Источник =>
━━━━━━━━━━━━━━━━━━━━

Т. Кюнтзель, давший превосходный психоаналитический анализ фильма, отмечает: «В теле кентавра сочленяются человек и животное, и эта смесь в своих различных формах (дикий-цивилизованный, природный-культурный, дичь-охотник) составляет проблематику фильма, поле его операций» (Кюнтзель, 1975:143). В таком контексте автотекстуальный повтор лишь центрирует тему фильма, выявляет ее и подчеркивает, не прибавляя ничего особенно нового. Но сама фигура кентавра и связанный с ней мифологический слой позволяют значительно расширить поле референций. Кентавр, похищающий женщину, — классический мотив мифологии. Кентавры похищали жен у лапифов, кентавр Эвритион пытался похитить невесту Пирифоя, Несс покушался на Деяниру и т. д. Данте помещает Несса, Хирона и Фола в ад (XII, 55— 139), заставляя кентавров охотиться на грешников: Их толпы вдоль реки снуют облавой, Стреляя в тех, кто, по своим грехам, Всплывет не в меру из волны кровавой (Данте, 1950:50).

━━━━━━━━━━━━━━━━━━━━

Задание 1 => Кого из кентавров, согласно отрывку о фильме и мотиве кентавра, Данте помещает в ад?
Задание 2 => Воспроизведите без изменений строки записей от строки со словами "Where can the player's knee" до конца записей, включая обе границы.
Текст и записи взяты из разных источников.

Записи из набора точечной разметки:
━━━━━━━━━━━━━━━━━━━━

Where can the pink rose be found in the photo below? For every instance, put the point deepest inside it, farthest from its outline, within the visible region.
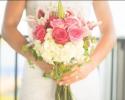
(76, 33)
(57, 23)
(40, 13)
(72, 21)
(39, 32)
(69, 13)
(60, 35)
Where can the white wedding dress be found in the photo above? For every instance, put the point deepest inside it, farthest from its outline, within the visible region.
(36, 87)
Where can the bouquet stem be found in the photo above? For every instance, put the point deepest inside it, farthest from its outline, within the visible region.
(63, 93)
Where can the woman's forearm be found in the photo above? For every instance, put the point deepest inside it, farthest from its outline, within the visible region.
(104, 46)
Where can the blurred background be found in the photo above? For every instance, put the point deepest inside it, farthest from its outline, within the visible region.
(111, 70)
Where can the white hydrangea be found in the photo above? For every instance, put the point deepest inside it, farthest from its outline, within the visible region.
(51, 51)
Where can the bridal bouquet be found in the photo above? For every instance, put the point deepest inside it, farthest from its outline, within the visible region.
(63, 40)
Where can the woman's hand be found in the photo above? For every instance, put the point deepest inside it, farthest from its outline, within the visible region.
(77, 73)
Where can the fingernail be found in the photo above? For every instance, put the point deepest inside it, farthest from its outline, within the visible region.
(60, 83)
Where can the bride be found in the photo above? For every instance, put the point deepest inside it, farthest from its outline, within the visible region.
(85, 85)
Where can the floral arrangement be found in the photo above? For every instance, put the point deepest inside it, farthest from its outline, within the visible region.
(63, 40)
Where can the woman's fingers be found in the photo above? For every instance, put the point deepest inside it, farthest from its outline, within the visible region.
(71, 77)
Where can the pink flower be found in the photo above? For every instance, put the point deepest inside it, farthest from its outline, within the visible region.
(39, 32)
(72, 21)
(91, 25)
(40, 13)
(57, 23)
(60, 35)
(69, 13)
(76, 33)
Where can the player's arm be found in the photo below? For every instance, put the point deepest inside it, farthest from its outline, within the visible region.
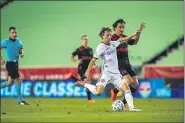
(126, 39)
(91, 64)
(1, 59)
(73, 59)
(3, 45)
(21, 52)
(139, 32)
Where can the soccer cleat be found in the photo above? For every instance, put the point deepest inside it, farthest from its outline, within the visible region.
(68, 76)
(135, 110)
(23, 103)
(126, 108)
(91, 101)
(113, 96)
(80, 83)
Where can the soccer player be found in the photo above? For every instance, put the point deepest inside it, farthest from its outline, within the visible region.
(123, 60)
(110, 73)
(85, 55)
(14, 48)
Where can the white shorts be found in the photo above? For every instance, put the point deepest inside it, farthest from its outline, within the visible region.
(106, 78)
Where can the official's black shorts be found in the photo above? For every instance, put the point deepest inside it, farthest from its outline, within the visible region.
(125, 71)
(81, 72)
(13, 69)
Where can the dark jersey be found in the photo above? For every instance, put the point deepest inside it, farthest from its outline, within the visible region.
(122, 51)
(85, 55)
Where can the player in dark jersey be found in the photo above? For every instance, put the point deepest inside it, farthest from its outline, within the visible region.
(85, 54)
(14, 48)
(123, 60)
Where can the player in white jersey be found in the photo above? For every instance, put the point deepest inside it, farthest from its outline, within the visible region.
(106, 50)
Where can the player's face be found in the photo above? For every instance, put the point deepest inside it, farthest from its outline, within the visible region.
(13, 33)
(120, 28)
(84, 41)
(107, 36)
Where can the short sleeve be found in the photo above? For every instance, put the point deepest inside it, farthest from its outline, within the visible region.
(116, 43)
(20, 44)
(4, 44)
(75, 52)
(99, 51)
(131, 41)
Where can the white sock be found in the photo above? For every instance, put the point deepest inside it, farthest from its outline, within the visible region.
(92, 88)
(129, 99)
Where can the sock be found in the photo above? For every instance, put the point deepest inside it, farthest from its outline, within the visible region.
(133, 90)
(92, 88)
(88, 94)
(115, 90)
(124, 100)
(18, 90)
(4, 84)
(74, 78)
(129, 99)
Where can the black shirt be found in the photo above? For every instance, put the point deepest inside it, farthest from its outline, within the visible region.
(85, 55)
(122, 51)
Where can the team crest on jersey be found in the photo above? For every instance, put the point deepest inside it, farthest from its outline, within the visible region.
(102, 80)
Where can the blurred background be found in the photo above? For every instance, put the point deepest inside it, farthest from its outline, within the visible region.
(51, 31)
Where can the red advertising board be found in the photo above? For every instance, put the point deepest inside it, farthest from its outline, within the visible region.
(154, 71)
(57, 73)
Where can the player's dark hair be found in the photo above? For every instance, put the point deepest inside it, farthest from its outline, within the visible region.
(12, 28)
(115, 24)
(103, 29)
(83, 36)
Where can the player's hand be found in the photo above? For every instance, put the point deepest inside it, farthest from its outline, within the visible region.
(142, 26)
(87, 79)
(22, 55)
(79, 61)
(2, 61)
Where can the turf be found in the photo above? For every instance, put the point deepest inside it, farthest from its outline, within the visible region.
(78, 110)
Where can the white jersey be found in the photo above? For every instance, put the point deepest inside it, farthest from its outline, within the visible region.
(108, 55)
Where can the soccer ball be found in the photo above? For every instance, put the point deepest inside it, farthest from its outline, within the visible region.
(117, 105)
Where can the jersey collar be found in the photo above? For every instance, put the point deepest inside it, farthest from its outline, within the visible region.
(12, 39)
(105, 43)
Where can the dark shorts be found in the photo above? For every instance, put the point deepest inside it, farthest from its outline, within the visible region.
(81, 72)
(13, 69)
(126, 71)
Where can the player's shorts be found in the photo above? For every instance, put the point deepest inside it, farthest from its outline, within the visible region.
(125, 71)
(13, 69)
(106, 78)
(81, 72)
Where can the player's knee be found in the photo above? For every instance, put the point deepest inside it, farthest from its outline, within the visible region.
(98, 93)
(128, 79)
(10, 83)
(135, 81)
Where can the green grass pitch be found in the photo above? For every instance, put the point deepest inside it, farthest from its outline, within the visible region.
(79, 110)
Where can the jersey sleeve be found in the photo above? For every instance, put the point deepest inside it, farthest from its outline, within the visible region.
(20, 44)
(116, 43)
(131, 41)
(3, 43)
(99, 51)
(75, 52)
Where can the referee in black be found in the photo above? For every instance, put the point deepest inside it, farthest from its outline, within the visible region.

━━━━━━━━━━━━━━━━━━━━

Полный ответ 1 => Несса, Хирона и Фола.

Полный ответ 2 =>
Where can the player's knee be found in the photo above? For every instance, put the point deepest inside it, farthest from its outline, within the visible region.
(98, 93)
(128, 79)
(10, 83)
(135, 81)
Where can the green grass pitch be found in the photo above? For every instance, put the point deepest inside it, farthest from its outline, within the visible region.
(79, 110)
Where can the jersey sleeve be found in the photo above? For every instance, put the point deepest inside it, farthest from its outline, within the visible region.
(20, 44)
(116, 43)
(131, 41)
(3, 43)
(99, 51)
(75, 52)
Where can the referee in black be found in the photo above? For every instance, put the point deepest inside it, farthest from its outline, within the visible region.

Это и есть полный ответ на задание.